[O QUE FAZER]
1 > Responda a estas perguntas com base no texto de leitura:
(a) O que o texto diz ser mortal numa democracia?
(b) Quem é citado como paradigma da "ética de malandragem"?
(c) Que documento o supremo mandatário fraudou, segundo o texto?
2 > Repita, sem nenhuma alteração, o trecho do texto de leitura que começa em "A desconfiança é" e termina em "e, assim, perdoadas.".

[TEXTO DE LEITURA]
========

A desconfiança é mortal numa democracia, pois a vida igualitária é árdua e depende de um sério compromisso com a balança e a venda da impessoalidade na simbolização mais do que apropriada da Justiça. Ela é fruto de um distanciamento dos particularismos que governam o universo da casa. A passagem ou integração da casa com a rua, do Estado com o governo, é crucial para a completa institucionalização da igualdade no Brasil.
Além disso, as fraudes são graduadas. Roubar um celular tem consequências mais severas do que “manipular” ou “maquiar” um orçamento a que ninguém tem acesso. Como os pecados, as fraudes são relativizadas. Feitas por companheiros ou lidas como espertezas são englobadas numa “ética de malandragem” cujo paradigma é Pedro Malasartes e Macunaíma e, assim, perdoadas.
Não é fácil conviver com uma moralidade igualitária, elogiada em discursos, mas esquecida na prática. Também não é tranquilo para quem vive decentemente descobrir que o supremo mandatário da nação embolsou presentes dados ao cargo e ao País. E, em seguida, fraudou, quando tramava um golpe, um certificado de vacina que confirmava seu claro negacionismo relativo à pandemia.
E o pior é observar como a decisão de ocultar e particularizar vai e volta, porque ninguém abre mão desses abusos do poder que ainda tratamos como molecagens, malandragens e espertezas.

========

[DADOS FORNECIDOS]
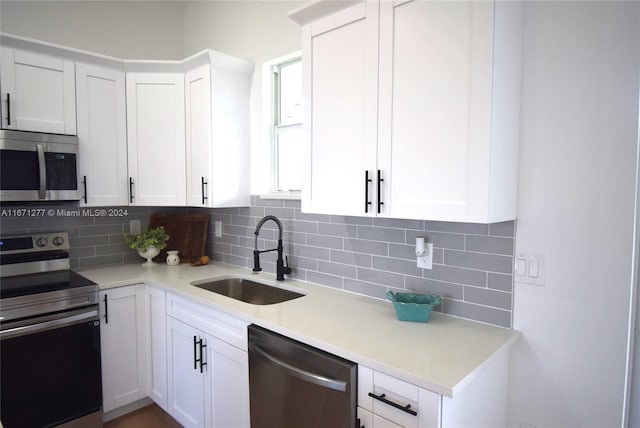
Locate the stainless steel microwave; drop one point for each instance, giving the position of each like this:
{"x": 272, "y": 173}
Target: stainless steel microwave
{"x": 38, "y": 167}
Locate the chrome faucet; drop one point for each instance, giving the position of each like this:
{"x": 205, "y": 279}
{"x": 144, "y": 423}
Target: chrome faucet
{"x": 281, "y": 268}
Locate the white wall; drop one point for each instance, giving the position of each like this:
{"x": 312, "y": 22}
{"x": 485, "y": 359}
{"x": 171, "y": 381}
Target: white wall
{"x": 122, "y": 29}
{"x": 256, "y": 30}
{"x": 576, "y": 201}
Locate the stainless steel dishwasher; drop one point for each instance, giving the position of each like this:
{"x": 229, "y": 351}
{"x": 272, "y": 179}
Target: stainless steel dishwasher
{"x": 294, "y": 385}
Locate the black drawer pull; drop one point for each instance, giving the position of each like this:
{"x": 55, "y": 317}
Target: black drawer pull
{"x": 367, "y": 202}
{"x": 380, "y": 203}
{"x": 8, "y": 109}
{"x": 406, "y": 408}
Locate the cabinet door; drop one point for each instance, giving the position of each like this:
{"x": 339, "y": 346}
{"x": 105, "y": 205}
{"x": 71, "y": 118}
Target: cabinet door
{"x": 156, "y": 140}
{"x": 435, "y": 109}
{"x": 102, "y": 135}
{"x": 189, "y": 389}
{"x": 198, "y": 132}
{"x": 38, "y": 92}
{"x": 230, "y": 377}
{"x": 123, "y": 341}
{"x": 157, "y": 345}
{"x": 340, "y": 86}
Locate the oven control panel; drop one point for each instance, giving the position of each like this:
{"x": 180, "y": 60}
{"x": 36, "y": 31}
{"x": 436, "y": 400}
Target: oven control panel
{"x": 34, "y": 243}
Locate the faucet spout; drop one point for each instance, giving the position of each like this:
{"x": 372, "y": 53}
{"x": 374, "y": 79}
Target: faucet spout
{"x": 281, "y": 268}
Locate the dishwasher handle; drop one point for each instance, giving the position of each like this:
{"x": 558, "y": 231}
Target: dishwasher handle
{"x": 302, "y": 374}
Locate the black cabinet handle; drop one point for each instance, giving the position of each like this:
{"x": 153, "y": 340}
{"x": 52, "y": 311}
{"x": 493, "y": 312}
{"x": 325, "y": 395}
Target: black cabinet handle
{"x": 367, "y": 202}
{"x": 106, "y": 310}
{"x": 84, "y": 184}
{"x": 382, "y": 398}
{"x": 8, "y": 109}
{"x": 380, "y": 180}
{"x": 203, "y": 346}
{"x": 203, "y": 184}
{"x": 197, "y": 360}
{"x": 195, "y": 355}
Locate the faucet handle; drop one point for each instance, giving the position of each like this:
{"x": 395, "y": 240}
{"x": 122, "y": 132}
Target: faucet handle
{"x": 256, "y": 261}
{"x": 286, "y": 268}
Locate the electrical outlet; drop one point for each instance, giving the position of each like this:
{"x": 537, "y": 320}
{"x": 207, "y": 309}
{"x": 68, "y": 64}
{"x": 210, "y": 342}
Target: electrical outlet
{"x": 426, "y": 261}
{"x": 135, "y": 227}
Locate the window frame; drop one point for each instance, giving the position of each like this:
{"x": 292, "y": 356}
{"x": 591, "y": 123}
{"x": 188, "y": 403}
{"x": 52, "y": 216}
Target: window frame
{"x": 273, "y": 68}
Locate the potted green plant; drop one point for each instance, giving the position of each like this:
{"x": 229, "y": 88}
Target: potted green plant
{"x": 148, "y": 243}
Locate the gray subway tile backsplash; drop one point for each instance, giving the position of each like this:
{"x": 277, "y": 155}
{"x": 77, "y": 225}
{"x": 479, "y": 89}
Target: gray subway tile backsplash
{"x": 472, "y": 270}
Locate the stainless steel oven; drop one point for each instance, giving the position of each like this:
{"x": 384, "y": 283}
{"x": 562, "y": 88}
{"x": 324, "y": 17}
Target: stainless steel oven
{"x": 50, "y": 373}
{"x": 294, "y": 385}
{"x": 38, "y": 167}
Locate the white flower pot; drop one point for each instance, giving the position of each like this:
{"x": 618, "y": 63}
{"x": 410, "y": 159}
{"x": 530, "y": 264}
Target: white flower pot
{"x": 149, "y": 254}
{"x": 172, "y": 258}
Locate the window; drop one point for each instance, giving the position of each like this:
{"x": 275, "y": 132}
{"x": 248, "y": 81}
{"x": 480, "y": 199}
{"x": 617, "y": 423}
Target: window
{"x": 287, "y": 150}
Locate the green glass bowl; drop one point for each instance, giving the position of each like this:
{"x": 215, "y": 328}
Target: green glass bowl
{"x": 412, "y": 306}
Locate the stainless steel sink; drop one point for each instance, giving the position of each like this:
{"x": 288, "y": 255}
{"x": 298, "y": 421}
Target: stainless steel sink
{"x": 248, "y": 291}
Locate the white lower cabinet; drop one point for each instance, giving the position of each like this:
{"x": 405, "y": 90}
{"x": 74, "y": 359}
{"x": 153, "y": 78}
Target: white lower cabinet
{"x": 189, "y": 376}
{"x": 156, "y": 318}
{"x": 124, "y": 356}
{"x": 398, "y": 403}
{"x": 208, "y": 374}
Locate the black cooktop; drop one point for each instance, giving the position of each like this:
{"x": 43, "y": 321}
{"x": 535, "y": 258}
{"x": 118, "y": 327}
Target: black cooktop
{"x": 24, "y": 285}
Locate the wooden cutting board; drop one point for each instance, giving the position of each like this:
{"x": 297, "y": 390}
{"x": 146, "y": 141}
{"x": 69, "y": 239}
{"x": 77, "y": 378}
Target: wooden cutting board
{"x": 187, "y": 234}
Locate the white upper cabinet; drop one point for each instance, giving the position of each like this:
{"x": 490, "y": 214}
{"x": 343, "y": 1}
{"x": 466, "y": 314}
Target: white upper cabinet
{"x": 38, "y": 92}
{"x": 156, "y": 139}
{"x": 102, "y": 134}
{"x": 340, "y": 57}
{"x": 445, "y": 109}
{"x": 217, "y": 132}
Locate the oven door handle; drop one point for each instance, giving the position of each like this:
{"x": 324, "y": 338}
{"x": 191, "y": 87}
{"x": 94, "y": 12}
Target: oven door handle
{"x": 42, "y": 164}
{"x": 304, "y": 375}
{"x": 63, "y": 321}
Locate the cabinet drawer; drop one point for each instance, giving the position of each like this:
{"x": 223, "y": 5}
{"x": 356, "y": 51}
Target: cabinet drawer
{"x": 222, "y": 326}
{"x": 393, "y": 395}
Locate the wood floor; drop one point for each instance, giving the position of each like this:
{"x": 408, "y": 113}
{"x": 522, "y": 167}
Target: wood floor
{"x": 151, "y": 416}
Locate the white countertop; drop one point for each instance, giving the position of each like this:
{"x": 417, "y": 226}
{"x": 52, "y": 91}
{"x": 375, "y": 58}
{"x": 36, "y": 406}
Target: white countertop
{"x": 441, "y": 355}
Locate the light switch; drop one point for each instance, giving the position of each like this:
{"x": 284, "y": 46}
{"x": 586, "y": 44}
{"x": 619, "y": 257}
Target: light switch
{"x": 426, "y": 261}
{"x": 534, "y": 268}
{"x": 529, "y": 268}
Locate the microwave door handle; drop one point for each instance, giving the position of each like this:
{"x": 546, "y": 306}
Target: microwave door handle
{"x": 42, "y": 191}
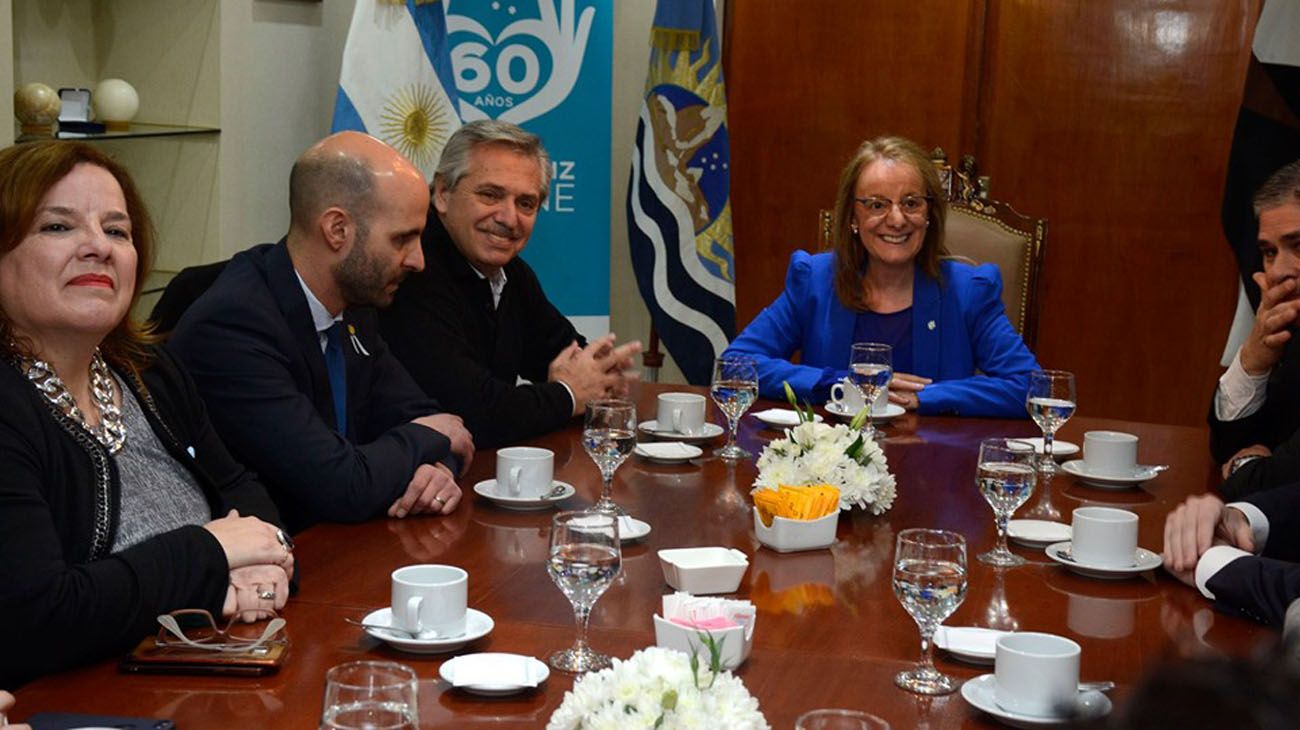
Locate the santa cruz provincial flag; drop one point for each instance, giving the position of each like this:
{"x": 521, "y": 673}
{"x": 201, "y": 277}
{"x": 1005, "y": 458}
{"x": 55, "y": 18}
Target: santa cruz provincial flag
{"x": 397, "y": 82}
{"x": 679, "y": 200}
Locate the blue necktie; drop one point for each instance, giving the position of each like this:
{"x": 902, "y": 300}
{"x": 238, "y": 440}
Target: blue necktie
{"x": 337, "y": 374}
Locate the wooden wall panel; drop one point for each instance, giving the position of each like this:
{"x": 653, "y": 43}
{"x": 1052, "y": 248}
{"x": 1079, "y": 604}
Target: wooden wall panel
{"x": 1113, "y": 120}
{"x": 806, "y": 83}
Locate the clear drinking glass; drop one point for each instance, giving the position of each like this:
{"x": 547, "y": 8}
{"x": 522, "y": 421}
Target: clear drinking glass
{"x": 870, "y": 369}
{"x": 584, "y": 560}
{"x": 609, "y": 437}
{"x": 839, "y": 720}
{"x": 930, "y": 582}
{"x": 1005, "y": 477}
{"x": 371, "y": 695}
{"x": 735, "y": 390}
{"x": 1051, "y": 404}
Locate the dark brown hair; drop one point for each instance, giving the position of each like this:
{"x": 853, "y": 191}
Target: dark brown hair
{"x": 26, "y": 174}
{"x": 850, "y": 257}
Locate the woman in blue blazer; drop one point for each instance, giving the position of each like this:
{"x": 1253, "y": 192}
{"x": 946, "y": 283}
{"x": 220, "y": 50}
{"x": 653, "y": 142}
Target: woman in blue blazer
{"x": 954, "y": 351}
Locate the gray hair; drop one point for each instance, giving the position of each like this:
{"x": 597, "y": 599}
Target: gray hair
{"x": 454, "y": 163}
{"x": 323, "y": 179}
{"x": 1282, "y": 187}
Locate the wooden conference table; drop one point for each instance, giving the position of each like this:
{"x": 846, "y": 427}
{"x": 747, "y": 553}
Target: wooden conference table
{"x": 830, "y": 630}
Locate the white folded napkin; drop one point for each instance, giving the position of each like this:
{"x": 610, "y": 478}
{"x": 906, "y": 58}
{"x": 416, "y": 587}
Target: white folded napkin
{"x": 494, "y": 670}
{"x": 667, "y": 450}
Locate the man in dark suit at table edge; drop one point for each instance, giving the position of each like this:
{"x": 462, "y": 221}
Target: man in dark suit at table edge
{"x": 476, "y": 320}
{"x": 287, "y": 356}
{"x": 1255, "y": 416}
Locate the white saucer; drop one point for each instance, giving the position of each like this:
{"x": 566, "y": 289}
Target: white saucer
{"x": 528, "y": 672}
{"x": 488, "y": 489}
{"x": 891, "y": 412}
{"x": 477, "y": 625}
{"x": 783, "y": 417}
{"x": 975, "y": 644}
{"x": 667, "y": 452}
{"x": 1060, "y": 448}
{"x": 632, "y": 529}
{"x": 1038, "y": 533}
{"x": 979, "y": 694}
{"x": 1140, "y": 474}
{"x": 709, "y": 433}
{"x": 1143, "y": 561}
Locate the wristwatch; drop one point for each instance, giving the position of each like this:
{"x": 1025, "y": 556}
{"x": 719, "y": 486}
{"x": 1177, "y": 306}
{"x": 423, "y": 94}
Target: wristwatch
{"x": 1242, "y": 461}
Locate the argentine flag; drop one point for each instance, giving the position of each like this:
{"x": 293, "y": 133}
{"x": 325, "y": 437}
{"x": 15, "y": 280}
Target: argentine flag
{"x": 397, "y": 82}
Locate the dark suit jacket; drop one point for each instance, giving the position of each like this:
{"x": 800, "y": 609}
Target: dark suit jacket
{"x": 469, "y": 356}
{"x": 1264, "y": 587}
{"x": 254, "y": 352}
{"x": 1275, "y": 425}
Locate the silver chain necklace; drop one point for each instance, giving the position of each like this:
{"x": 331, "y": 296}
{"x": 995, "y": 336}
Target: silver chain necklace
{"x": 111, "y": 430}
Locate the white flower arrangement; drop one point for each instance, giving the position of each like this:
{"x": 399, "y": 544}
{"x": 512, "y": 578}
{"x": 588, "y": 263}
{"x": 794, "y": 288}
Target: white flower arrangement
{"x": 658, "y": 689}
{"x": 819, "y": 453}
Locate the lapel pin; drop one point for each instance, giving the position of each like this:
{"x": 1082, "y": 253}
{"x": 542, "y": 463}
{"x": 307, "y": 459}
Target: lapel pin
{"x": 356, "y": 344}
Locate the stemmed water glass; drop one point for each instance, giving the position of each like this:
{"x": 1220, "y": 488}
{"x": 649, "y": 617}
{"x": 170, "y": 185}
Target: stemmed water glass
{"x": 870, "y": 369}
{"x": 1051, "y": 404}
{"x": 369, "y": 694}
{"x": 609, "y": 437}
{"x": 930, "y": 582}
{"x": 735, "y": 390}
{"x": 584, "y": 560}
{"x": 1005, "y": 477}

========

[RESPOSTAS]
1 >
(a) A desconfiança.
(b) Pedro Malasartes e Macunaíma.
(c) Um certificado de vacina.

2 >
A desconfiança é mortal numa democracia, pois a vida igualitária é árdua e depende de um sério compromisso com a balança e a venda da impessoalidade na simbolização mais do que apropriada da Justiça. Ela é fruto de um distanciamento dos particularismos que governam o universo da casa. A passagem ou integração da casa com a rua, do Estado com o governo, é crucial para a completa institucionalização da igualdade no Brasil.
Além disso, as fraudes são graduadas. Roubar um celular tem consequências mais severas do que “manipular” ou “maquiar” um orçamento a que ninguém tem acesso. Como os pecados, as fraudes são relativizadas. Feitas por companheiros ou lidas como espertezas são englobadas numa “ética de malandragem” cujo paradigma é Pedro Malasartes e Macunaíma e, assim, perdoadas.